§ DIRECTIONS FOR THIS TASK
Print the line containing "Query: large rear tire" and every later line of the records. Keep each one exactly as given, ending with the last.

Saved entries:
•••

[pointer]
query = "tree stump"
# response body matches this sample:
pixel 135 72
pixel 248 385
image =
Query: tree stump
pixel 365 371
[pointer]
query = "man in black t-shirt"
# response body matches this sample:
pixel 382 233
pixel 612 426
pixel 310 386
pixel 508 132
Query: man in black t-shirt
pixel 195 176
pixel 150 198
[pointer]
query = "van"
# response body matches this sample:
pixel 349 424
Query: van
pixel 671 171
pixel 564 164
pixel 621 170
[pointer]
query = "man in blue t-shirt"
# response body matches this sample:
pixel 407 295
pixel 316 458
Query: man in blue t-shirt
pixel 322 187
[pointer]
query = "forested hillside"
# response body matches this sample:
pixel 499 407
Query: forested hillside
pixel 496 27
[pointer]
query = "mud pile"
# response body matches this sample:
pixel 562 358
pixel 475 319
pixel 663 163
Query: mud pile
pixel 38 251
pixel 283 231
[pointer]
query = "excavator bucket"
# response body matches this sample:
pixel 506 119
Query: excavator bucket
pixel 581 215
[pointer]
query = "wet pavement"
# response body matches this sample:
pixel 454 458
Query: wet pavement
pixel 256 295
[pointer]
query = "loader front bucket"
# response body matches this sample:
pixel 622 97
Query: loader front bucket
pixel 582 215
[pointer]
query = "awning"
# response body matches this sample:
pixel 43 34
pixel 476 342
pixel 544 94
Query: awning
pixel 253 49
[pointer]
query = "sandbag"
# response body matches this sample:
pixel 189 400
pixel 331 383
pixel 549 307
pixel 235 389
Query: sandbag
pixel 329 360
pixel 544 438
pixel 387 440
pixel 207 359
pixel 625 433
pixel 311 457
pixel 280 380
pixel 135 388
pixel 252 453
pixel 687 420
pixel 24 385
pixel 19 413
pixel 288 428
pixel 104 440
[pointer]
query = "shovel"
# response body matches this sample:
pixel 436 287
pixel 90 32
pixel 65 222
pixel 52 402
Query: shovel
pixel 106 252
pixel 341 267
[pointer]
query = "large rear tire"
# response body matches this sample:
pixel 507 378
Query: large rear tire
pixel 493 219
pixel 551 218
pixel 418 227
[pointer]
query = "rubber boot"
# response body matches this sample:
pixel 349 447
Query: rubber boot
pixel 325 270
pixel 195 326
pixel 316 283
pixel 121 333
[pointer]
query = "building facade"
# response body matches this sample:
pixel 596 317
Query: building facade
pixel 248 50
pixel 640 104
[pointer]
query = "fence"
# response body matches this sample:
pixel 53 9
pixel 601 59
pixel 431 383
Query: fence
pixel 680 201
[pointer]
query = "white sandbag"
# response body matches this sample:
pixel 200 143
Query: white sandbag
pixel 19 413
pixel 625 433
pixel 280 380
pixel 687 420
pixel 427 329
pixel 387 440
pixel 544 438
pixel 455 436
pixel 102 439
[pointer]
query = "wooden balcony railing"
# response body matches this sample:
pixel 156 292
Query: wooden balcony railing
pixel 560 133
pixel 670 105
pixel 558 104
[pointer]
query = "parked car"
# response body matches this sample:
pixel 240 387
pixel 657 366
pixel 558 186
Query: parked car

•••

§ ANSWER AREA
Query: large rear tire
pixel 493 219
pixel 551 218
pixel 418 227
[pointer]
query = "rubber boot"
# response body matches this sample:
pixel 349 447
Query: rubber boot
pixel 325 270
pixel 195 326
pixel 316 283
pixel 121 333
[pointer]
query = "building facade"
# response body matches this sample:
pixel 596 317
Query: building facade
pixel 248 50
pixel 640 104
[pointer]
query = "fence"
# response body matches this sample:
pixel 53 9
pixel 601 59
pixel 431 383
Query: fence
pixel 680 201
[pointer]
query = "white sandbag"
# response body matches this sample:
pixel 200 143
Query: white sandbag
pixel 19 413
pixel 625 433
pixel 280 380
pixel 687 420
pixel 427 329
pixel 387 440
pixel 544 438
pixel 455 436
pixel 102 439
[pointer]
query = "wooden balcony railing"
# response body matches this sample:
pixel 156 292
Query: wooden balcony railing
pixel 560 133
pixel 670 105
pixel 558 104
[pointer]
query = "parked car"
# response body matches this sample:
pixel 240 387
pixel 657 366
pixel 558 186
Query: parked car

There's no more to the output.